(Bounding box annotation entries)
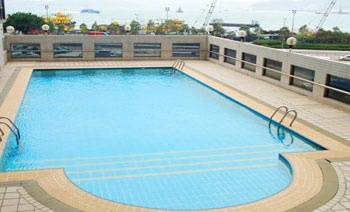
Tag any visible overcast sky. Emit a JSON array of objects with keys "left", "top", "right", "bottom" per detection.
[{"left": 5, "top": 0, "right": 300, "bottom": 13}]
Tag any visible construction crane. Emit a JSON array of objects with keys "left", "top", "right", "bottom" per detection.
[
  {"left": 316, "top": 0, "right": 337, "bottom": 31},
  {"left": 203, "top": 0, "right": 217, "bottom": 29}
]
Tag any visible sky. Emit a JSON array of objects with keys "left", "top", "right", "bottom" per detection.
[
  {"left": 5, "top": 0, "right": 300, "bottom": 13},
  {"left": 5, "top": 0, "right": 350, "bottom": 31}
]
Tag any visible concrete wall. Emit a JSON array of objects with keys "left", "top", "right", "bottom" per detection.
[
  {"left": 6, "top": 35, "right": 207, "bottom": 61},
  {"left": 208, "top": 37, "right": 350, "bottom": 107}
]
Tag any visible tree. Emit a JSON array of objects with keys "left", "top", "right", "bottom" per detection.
[
  {"left": 130, "top": 20, "right": 141, "bottom": 35},
  {"left": 147, "top": 20, "right": 156, "bottom": 34},
  {"left": 212, "top": 23, "right": 225, "bottom": 37},
  {"left": 79, "top": 23, "right": 89, "bottom": 34},
  {"left": 239, "top": 26, "right": 251, "bottom": 37},
  {"left": 278, "top": 27, "right": 290, "bottom": 41},
  {"left": 108, "top": 21, "right": 119, "bottom": 35},
  {"left": 4, "top": 12, "right": 45, "bottom": 33}
]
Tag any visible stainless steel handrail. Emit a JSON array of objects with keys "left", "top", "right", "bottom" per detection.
[{"left": 0, "top": 116, "right": 21, "bottom": 144}]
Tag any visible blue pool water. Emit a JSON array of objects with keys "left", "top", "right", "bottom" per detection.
[{"left": 2, "top": 68, "right": 319, "bottom": 210}]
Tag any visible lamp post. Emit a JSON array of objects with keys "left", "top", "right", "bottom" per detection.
[
  {"left": 292, "top": 8, "right": 297, "bottom": 33},
  {"left": 286, "top": 37, "right": 297, "bottom": 52},
  {"left": 207, "top": 25, "right": 214, "bottom": 35},
  {"left": 41, "top": 24, "right": 50, "bottom": 35},
  {"left": 238, "top": 30, "right": 247, "bottom": 42},
  {"left": 45, "top": 5, "right": 49, "bottom": 19},
  {"left": 6, "top": 26, "right": 15, "bottom": 35},
  {"left": 165, "top": 7, "right": 170, "bottom": 20},
  {"left": 124, "top": 24, "right": 131, "bottom": 35}
]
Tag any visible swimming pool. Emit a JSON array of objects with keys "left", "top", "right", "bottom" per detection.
[{"left": 3, "top": 68, "right": 324, "bottom": 209}]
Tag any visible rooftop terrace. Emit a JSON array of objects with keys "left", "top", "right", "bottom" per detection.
[{"left": 0, "top": 34, "right": 350, "bottom": 211}]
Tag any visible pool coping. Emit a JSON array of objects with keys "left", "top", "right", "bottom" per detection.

What to do |
Return exactly the lines from the one containing "Tag any visible tree." through the last line of the records above, both included, and nothing else.

Solution to the exercise |
Tag any visible tree. Emit a JSON array of objects with keys "left", "top", "right", "bottom" per detection.
[
  {"left": 130, "top": 20, "right": 141, "bottom": 35},
  {"left": 147, "top": 20, "right": 156, "bottom": 34},
  {"left": 212, "top": 23, "right": 225, "bottom": 37},
  {"left": 79, "top": 23, "right": 89, "bottom": 34},
  {"left": 239, "top": 26, "right": 251, "bottom": 37},
  {"left": 278, "top": 27, "right": 290, "bottom": 41},
  {"left": 108, "top": 21, "right": 119, "bottom": 35},
  {"left": 4, "top": 12, "right": 45, "bottom": 33}
]
Tag any visible stainless steel handrail. Emit a JSON array of objects with keys "left", "top", "right", "bottom" per detection.
[{"left": 0, "top": 116, "right": 21, "bottom": 144}]
Tag any visible blue pool water. Emit a JSON array of objects with keys "left", "top", "right", "bottom" per detection.
[{"left": 2, "top": 68, "right": 319, "bottom": 210}]
Tag any visible lamp post. Emit a JSON array of objects with keys "left", "top", "right", "bottom" per detection.
[
  {"left": 292, "top": 8, "right": 297, "bottom": 33},
  {"left": 286, "top": 37, "right": 297, "bottom": 52},
  {"left": 207, "top": 25, "right": 214, "bottom": 35},
  {"left": 41, "top": 24, "right": 50, "bottom": 35},
  {"left": 238, "top": 30, "right": 247, "bottom": 42},
  {"left": 45, "top": 5, "right": 49, "bottom": 19},
  {"left": 6, "top": 26, "right": 15, "bottom": 35},
  {"left": 165, "top": 7, "right": 170, "bottom": 20},
  {"left": 124, "top": 24, "right": 131, "bottom": 35}
]
Tag any visible swimming pool. Emit a JSON array of objects with keys "left", "top", "right", "bottom" per detection.
[{"left": 3, "top": 68, "right": 324, "bottom": 209}]
Tag any visible rooftop terrace. Emit a JSON array of objects with keys "left", "top", "right", "bottom" per detection.
[{"left": 0, "top": 34, "right": 350, "bottom": 211}]
Tag any visible pool coping. Emit a JSON array of objects with keys "left", "top", "right", "bottom" per detection.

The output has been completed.